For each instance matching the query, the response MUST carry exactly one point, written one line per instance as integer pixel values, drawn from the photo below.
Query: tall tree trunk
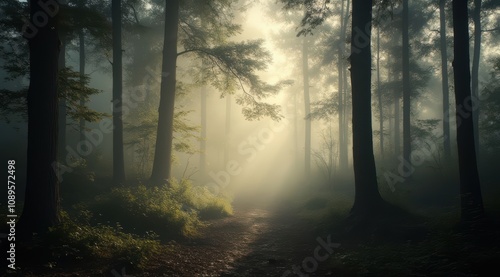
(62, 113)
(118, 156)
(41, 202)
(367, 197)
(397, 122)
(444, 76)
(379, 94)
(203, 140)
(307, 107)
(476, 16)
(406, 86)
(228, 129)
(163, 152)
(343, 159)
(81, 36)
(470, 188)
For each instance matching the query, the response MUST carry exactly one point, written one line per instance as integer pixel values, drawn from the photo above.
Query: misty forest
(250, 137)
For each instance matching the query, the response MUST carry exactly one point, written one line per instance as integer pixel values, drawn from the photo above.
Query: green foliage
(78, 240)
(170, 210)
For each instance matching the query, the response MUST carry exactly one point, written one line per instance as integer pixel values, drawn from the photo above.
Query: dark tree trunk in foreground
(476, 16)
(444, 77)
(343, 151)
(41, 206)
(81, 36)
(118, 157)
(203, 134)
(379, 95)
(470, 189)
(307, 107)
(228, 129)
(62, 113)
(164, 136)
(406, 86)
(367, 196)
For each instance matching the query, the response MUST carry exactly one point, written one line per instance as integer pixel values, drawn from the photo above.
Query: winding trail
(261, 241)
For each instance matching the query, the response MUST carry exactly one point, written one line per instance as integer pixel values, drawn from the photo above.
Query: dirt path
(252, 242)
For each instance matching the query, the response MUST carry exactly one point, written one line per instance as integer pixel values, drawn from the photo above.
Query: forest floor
::::
- **EXERCISE DETAILS**
Rescale all of the records above by writing out every line again, requests included, with each x and y coordinate in the answer points multiplied by 1.2 and rounded to a whole number, halves up. Omit the picture from your answer.

- **RESULT OF THE TASK**
For each instance matching the query, the response MUST carry exactly one point, written one line per instance as integer pixel values, drawn from the photo below.
Query: tall tree trunk
(74, 136)
(142, 187)
(49, 242)
(440, 236)
(476, 146)
(533, 91)
(455, 113)
(244, 168)
(368, 128)
(571, 19)
(487, 103)
(274, 155)
(196, 182)
(412, 191)
(97, 43)
(564, 226)
For each instance matching the query, the response MUST carry exactly one point, written one line per instance as integer pixel values, drawn from the photo above.
Query: misty forest
(300, 164)
For each instance matching the query, the response MUST carry exactly one point, written one line per instance as integer pixel values, drawn from the photo above.
Query: green foliage
(94, 288)
(204, 252)
For each instance matching the query, the response MUST carry exactly one point, written one line per instance as integer pixel values, drawn from the photo above.
Query: dark tree trunk in foreground
(571, 19)
(533, 92)
(412, 181)
(49, 247)
(97, 43)
(142, 188)
(244, 161)
(455, 114)
(564, 227)
(368, 128)
(274, 155)
(74, 136)
(197, 163)
(487, 103)
(440, 235)
For each instance matching the query, the response MUST carry exactly one point, written one line per instance as integer pixel values, drawn from the photo above.
Query: winding trail
(313, 289)
For each instance matching the query, the response MUST carry exactly one point, written one line per instance as integer pixel values, drawn from the photo above.
Query: dirt path
(302, 290)
For each instance matching the query, the response MUST carry exactly one point, written one line per instance as integer pixel values, drawn from the photo above.
Query: forest floor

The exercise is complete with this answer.